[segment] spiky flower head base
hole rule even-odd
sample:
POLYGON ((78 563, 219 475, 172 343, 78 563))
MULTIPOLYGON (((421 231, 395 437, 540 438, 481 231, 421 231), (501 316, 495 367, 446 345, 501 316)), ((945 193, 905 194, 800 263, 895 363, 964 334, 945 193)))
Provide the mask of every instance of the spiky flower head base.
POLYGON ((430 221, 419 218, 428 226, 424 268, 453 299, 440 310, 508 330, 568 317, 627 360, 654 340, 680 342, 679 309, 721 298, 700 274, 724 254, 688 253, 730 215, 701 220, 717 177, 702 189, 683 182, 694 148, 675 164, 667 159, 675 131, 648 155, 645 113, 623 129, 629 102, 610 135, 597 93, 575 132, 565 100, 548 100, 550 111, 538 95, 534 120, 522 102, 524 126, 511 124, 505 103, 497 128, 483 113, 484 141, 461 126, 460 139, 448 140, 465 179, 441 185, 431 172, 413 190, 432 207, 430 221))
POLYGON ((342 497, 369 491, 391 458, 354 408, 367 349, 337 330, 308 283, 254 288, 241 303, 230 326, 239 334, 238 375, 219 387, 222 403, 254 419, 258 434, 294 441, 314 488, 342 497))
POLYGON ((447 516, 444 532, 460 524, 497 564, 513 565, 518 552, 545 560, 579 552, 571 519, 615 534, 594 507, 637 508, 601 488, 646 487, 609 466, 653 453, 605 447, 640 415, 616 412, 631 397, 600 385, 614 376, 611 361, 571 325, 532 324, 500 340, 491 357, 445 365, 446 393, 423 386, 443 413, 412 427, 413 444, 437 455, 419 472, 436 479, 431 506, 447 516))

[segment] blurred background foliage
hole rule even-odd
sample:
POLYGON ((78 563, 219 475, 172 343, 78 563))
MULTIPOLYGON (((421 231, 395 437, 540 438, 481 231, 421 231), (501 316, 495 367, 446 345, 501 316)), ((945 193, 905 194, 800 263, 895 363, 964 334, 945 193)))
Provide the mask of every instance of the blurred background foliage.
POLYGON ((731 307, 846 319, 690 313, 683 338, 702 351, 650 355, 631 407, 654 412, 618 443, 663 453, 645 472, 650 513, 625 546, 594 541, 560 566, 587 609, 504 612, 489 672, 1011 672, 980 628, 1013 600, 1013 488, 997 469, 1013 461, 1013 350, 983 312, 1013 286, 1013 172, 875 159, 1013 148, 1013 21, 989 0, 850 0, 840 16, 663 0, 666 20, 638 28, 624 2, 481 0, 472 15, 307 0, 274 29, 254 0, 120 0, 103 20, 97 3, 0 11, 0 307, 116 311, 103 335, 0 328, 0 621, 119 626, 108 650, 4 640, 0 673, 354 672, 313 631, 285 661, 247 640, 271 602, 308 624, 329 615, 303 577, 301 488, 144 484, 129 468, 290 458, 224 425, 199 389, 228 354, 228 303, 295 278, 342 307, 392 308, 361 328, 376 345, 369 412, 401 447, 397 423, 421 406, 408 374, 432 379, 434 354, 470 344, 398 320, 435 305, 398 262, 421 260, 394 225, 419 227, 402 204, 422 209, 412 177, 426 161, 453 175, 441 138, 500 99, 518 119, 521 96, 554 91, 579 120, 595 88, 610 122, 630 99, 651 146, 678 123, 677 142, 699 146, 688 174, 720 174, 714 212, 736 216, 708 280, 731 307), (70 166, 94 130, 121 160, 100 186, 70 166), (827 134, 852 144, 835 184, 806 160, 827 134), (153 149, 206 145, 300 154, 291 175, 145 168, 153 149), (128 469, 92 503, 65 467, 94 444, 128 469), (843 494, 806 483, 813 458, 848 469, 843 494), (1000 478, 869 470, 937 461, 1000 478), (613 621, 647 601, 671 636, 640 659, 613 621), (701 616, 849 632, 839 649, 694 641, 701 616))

━━━━━━━━

## [YOUR OBJECTIVE]
Please pull out each line of the data above that contains the word "foliage". Letter case matters.

## [ANSWER FOR THIS EXERCISE]
[segment] blurred background foliage
Provide the mask of every instance of the blurred background foliage.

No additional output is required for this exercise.